Extracted records →

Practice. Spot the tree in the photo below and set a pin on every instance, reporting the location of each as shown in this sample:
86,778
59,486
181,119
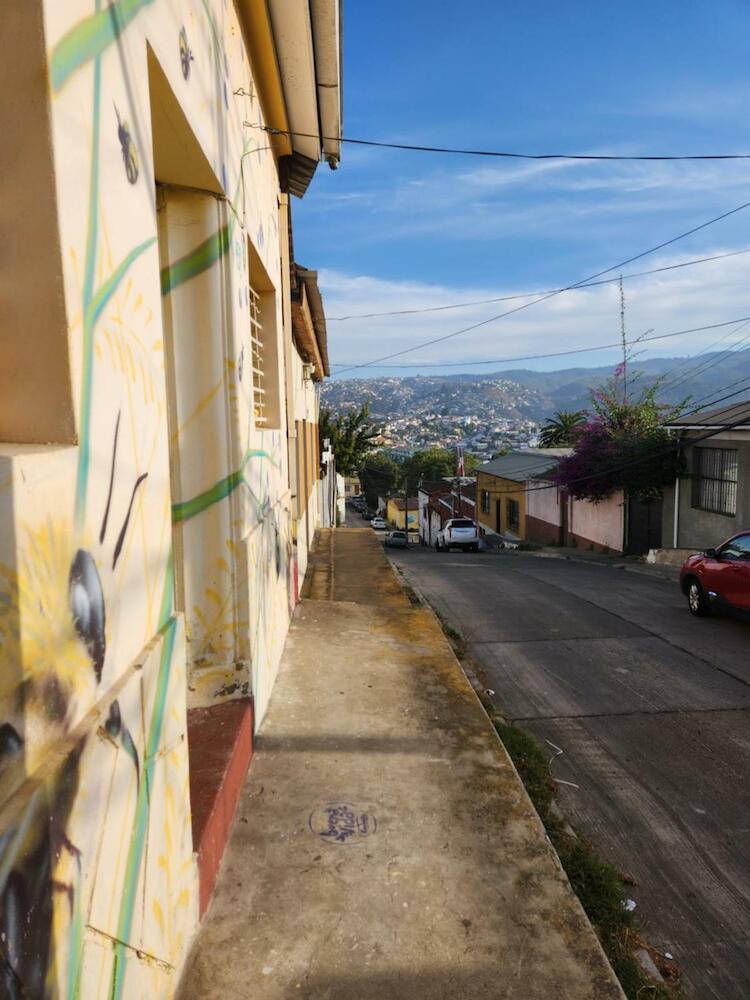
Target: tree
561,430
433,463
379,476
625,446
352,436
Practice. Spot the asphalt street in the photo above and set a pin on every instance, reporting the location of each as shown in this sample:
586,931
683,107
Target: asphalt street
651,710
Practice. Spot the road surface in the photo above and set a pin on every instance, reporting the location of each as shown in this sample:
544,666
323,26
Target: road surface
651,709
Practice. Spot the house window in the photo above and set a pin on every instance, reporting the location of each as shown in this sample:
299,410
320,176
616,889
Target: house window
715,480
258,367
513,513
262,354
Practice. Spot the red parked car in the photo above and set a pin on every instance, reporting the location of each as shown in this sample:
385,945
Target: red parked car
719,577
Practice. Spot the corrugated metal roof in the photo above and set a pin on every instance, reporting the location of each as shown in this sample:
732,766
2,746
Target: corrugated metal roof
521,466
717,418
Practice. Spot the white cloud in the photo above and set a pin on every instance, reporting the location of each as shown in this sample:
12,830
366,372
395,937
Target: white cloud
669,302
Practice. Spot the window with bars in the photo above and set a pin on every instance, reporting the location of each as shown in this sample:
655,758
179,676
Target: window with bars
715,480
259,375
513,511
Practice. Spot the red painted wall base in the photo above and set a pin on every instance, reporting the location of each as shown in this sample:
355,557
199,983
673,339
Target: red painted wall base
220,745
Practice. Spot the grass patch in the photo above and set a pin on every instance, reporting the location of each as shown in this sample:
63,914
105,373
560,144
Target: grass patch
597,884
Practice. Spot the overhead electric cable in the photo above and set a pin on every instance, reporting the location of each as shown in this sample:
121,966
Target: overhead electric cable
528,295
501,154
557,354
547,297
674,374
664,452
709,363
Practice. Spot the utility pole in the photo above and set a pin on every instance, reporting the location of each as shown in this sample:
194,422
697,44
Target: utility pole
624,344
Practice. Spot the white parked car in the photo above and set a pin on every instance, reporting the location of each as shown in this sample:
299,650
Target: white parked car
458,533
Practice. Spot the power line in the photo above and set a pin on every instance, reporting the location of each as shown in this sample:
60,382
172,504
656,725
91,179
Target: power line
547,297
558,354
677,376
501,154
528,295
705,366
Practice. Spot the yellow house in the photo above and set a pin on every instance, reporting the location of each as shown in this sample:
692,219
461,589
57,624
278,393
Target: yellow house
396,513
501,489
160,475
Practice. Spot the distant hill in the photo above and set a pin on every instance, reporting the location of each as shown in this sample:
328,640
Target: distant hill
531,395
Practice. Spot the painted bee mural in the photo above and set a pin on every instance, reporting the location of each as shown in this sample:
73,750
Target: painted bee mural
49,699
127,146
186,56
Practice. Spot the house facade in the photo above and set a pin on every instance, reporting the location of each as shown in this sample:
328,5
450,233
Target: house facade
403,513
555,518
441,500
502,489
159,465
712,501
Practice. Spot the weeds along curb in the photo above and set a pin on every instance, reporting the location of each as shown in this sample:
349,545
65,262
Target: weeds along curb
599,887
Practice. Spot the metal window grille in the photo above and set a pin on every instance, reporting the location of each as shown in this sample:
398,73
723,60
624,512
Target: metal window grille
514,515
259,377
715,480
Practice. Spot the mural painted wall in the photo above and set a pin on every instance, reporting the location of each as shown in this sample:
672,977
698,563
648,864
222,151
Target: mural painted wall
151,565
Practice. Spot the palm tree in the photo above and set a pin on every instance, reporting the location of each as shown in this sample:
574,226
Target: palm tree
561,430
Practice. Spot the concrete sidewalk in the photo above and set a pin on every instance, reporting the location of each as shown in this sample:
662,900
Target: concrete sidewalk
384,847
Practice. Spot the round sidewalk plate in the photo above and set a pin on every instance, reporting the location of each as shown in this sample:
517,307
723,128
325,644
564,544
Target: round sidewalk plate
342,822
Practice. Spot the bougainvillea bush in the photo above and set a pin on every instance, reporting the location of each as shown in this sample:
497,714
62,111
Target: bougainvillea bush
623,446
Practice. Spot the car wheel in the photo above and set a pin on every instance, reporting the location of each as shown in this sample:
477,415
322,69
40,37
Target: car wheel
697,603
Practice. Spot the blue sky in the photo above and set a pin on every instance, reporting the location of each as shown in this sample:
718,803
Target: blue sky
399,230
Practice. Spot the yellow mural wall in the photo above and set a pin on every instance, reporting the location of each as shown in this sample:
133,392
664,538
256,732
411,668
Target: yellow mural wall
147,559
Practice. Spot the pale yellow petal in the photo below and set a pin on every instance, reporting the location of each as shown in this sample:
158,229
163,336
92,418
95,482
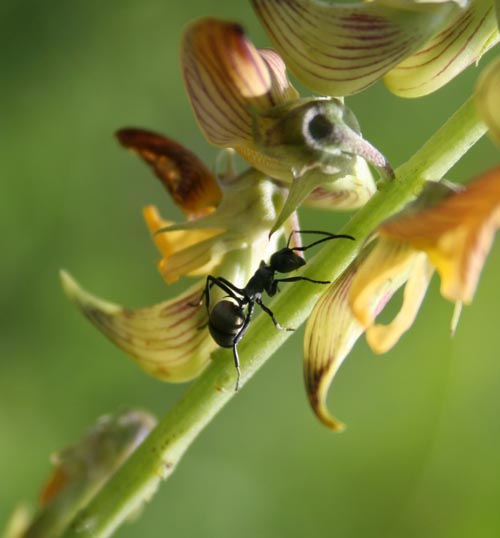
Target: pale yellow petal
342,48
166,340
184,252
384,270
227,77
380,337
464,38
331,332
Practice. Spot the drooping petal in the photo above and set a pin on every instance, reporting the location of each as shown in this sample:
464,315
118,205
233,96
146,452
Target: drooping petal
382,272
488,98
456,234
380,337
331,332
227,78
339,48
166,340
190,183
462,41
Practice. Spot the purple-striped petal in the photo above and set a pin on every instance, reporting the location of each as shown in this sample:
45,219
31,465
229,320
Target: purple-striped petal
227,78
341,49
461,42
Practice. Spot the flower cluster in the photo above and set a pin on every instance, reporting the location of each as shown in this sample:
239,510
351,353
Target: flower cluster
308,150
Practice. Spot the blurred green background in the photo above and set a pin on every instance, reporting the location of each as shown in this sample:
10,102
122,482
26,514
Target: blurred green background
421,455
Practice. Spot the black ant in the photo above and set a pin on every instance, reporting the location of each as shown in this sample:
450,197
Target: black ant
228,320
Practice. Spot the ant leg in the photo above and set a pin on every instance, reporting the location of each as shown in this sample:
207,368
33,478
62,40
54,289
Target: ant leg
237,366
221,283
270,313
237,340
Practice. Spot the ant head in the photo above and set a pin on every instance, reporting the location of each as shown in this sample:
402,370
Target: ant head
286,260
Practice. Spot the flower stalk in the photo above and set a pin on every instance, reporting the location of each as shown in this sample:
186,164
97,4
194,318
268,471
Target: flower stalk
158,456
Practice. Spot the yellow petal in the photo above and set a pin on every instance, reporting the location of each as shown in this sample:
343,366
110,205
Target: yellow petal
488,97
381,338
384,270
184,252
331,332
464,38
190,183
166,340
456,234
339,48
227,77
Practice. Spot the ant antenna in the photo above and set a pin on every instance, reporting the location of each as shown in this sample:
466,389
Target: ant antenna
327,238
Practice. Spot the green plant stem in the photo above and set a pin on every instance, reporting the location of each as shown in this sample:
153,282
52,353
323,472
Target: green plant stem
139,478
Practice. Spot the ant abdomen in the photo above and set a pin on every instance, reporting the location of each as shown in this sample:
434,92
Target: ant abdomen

Required action →
Repeat the listing above exactly, with no pictures.

Written answer →
Practice. Spot the tree in the photo below and set a pin on every instance, reporting the location of each as shown in this sample:
86,778
59,486
181,119
Target: tree
561,430
433,463
379,476
625,446
352,436
Practice. Spot the asphalt street in the photo above and set a pin on every instance, reporting the location of each as shown in this sample:
586,931
683,107
Target: asphalt street
651,710
Practice. Spot the road surface in the photo above and set a pin on every instance, reporting the location of each as shown in this sample:
544,666
323,26
Target: road surface
651,709
Practice. Spot the house window in the photo above and set a pin on every instance, reporting the location of each as shown in this sample:
299,410
320,176
616,889
Target: house window
715,480
258,367
513,513
262,354
Practice. Spot the red parked car in the photo above and set a pin on every instance, reporting the location of each as shown in this sample:
385,945
Target: red parked car
719,577
Practice. Spot the corrugated metal roof in the photo above and set a pin on every instance, reporting the location of each as shown in this sample:
732,766
2,746
Target: corrugated metal roof
521,466
717,418
Practice. Spot the white cloud in the photo above and set a pin on every instance, reporting the location of each as shown in this sample:
12,830
366,372
395,937
Target: white cloud
669,302
Practice. Spot the window with bars in the photo above and set a pin on every instance, reporting the location of each as shown in this sample:
655,758
179,676
Target: window with bars
715,480
259,375
513,511
Practice. Spot the red painted wall base in the photo above and set a pin on every instance, reporting the location of each as shown in this sample:
355,557
199,983
673,339
Target: red painted wall base
220,745
Practice. Spot the grass patch in the photo above and set a pin on every instance, reporting the location of each as shown in this sample:
63,914
105,373
560,144
Target: grass patch
597,884
Practice. Spot the overhead electric cable in the photo above and set a pin on every instance, reporting the location of each as shown in this sample:
121,966
Target: overhead electric cable
528,295
501,154
557,354
547,297
674,374
664,452
709,363
Practice. Spot the utility pole in the photo above and set a pin on every instance, reporting the location of each as shown in this sample:
194,422
697,44
Target: utility pole
624,344
Practice. Spot the white parked car in the photo above and set a pin on every instance, reporting the location of each as shown in this sample:
299,650
Target: white parked car
458,533
Practice. Spot the power line in the photo above and set a pin on every instance, reporting the location of each as shown in this sample:
60,382
172,504
656,725
91,179
Target: power line
547,297
558,354
677,376
501,154
528,295
705,366
Practice. Spot the yellow house in the photo above and set a pin on every instance, reporting the location of each as shown in this sample:
692,219
461,589
57,624
278,393
Target: yellow house
396,513
501,489
160,475
Practice. Spot the distant hill in the photo above and set a pin on every instance, reporting the location of each as shown in this sample:
328,640
Target: distant hill
531,395
Practice. Spot the painted bee mural in the photo above and set a pin on every instance, reporting the location of each as shown in this sample:
73,750
Target: painted bee mural
49,699
127,146
186,56
Practice. Spot the house facade in the photo above and set a pin on every instance, reporting the location of each as shown in this sample:
328,5
450,233
Target: house facade
403,513
555,518
441,500
502,489
159,465
712,501
Practice. Spot the weeds along curb in the photo above and set a pin on every instance, reporting the location of each as shown in this sample:
349,545
65,262
Target: weeds along curb
599,887
Practice. Spot the metal window grille in the photo above and set a pin on every instance, reporting the location of each as shown in this sample:
398,73
723,60
624,512
Target: metal window grille
514,515
259,377
715,480
Practice. Spot the mural painted wall in the photo above and set a pin on every instance, reporting the location of each as shown in this sample:
672,977
698,563
648,864
222,151
Target: mural painted wall
151,565
Practice. Spot the palm tree in the photo above and set a pin on every instance, reporting the location of each as shown in this sample:
574,226
Target: palm tree
561,430
Practice. Spot the concrete sidewalk in the photo above and set a pin on every instance, reporting the location of each as shown in this sample:
662,900
Target: concrete sidewalk
384,847
Practice. Spot the round sidewalk plate in the photo above and set a pin on every instance, reporting the location of each as shown in this sample:
517,307
723,128
325,644
564,544
Target: round sidewalk plate
342,822
Practice. Spot the bougainvillea bush in the photo above and set a pin on every instance, reporting the location of each as shown in this sample:
497,714
62,111
Target: bougainvillea bush
623,446
Practice. Spot the car wheel in the photo above and set a pin on every instance, reporting the location of each as shown in this sample:
477,415
322,69
40,37
Target: car wheel
697,603
Practice. Spot the blue sky in the photo above and set a pin on every instance, reporting the location of each as shown in this sample:
718,803
Target: blue sky
399,230
Practice. Spot the yellow mural wall in the photo above and set a pin on every instance, reporting the location of each as shown in this sample:
133,392
664,538
256,732
411,668
Target: yellow mural wall
147,559
Practice. Spot the pale yellow petal in the photo below and set a pin on every instance, reporting the location of each as shown in this sample:
158,229
163,336
92,418
95,482
Target: pale yellow petal
342,48
166,340
184,252
384,270
227,77
380,337
464,38
331,332
Practice. Spot the drooping petal in the photo above and set a pin on every instance, reporting the location of each as shown in this sample:
464,315
118,205
233,96
146,452
Target: drooping petal
382,272
488,98
456,234
380,337
331,332
227,78
339,48
166,340
190,183
462,41
Practice. Spot the purple-striped petal in the photo above and set a pin on every instance, reporting the location of each as shown in this sample:
45,219
31,465
229,320
Target: purple-striped petal
227,78
341,49
461,42
Practice. Spot the flower cluster in the photo above and set a pin on every instance, reporting the location of each as shown in this sample:
239,510
351,353
Target: flower cluster
308,150
Practice. Spot the blurred green background in the photo above and set a pin on every instance, reporting the location of each as shown in this sample:
10,102
122,482
26,514
Target: blurred green background
421,455
Practice. Spot the black ant in the photo above and set a pin on every instance, reporting the location of each as shown in this sample:
450,197
Target: black ant
228,320
Practice. Spot the ant leg in the photo above and set a pin on every instance, reporting the location of each as shown in this sample:
207,368
33,478
62,40
54,289
Target: ant leg
237,366
221,283
270,313
237,340
Practice. Spot the ant head in the photo above and set a pin on every instance, reporting the location of each as shown in this sample:
402,370
Target: ant head
286,260
Practice. Spot the flower stalk in the photo above and set a pin on every instance, reporting the location of each as shown in this sample:
186,164
97,4
194,318
268,471
Target: flower stalk
158,456
Practice. Spot the yellow petal in the photo above and set a pin on every instance, reporting the location of each as shown in this sample:
343,366
110,205
Target: yellow petal
488,97
381,338
384,270
184,252
331,332
464,38
190,183
166,340
456,234
339,48
227,77
Practice. Spot the ant antenna in the photo above and set a pin on every instance, reporting the location of each as shown in this sample:
466,389
Target: ant antenna
327,238
Practice. Spot the green plant stem in the photo above and set a pin on every instance, reporting the location of each as shown in this sample:
153,282
52,353
323,472
Target: green plant stem
139,478
Practice. Spot the ant abdomen in the photo above and set a pin on every instance, reporting the location of each as shown in this sample:
434,92
Target: ant abdomen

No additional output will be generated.